── The data ──

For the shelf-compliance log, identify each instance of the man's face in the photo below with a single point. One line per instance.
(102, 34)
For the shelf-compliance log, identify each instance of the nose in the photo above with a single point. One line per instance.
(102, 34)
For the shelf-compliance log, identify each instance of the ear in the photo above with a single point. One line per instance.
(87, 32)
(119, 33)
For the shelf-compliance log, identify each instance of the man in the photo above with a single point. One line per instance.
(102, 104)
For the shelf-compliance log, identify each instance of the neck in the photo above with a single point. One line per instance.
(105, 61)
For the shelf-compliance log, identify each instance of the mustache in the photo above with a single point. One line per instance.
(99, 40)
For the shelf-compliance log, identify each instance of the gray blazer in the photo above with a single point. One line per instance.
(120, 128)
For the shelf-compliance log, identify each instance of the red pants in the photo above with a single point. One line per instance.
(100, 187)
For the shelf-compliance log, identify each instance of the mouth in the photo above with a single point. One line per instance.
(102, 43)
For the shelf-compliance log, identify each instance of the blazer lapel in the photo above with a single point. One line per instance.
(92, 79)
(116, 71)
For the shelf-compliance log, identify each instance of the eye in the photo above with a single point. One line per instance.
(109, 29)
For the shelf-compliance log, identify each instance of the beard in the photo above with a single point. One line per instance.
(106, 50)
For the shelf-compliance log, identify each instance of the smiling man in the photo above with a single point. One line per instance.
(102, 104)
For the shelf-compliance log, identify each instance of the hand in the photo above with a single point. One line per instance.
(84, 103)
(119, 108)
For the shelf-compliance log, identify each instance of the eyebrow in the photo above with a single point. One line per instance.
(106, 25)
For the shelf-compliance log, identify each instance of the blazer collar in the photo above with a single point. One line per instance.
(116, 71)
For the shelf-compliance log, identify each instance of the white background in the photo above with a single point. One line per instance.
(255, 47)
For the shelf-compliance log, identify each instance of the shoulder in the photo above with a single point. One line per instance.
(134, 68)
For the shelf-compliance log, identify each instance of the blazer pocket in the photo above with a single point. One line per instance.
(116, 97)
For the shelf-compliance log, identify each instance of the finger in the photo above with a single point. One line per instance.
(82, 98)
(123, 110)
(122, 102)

───

- [Problem description]
Write all the data out again, exactly.

- [Answer below]
For the shelf-compliance log, identify each instance of the man's face in the photo below with a single point. One line per instance.
(102, 34)
For the shelf-compliance log, identify each instance of the nose in the photo above with a single point. One line per instance.
(102, 34)
For the shelf-compliance log, identify each instance of the ear in the photo above with a single point. One line per instance.
(87, 32)
(119, 33)
For the shelf-compliance log, identify each instance of the man in the photo above with a single point. One line per instance.
(102, 104)
For the shelf-compliance log, identify each instance of the neck in the photo above with a single point. One line per instance.
(105, 61)
For the shelf-compliance log, identify each instance of the mustache in the photo above with a single point. One line per instance.
(99, 40)
For the shelf-compliance log, identify each instance of the gray blazer in the photo above with a single point. One line per instance.
(120, 128)
For the shelf-compliance log, identify each instance of the red pants in the photo above with a single point. One line per instance.
(100, 187)
For the shelf-compliance log, identify each instance of the mouth in the photo above with a single point. One line per instance.
(102, 43)
For the shelf-compliance log, identify each instance of the blazer lapel in the photo above with a single point. One line per instance.
(92, 79)
(116, 71)
For the shelf-compliance log, identify each instance of the eye in the photo above with a single point. One line per instance.
(109, 29)
For the shelf-compliance log, identify each instance of the beard in the photo above with a single point. One line per instance.
(106, 50)
For the shelf-compliance log, identify each instance of the smiling man in the photo above with a single point. One line per instance.
(102, 104)
For the shelf-compliance log, identify each instance of the hand in the photo above with a single point. One line per instance.
(84, 103)
(119, 108)
For the shelf-compliance log, identify each instance of the eyebrow in the photo above with a single point. One line per instance.
(106, 25)
For the shelf-compliance log, identify each instance of the blazer collar in the photo above with a single point. One line per instance.
(116, 71)
For the shelf-compliance log, identify each instance of the white background in the photo above with a single point. One line per instance.
(255, 47)
For the shelf-compliance log, identify each instance of the shoulder in the photo above with a single point. One line per instance.
(134, 68)
For the shelf-compliance log, identify each instance of the blazer pocket in the photo above with a single point. One line per instance.
(116, 97)
For the shelf-compliance log, identify each instance of the finger in the photo above with a single point. One line per instance.
(82, 98)
(123, 110)
(122, 102)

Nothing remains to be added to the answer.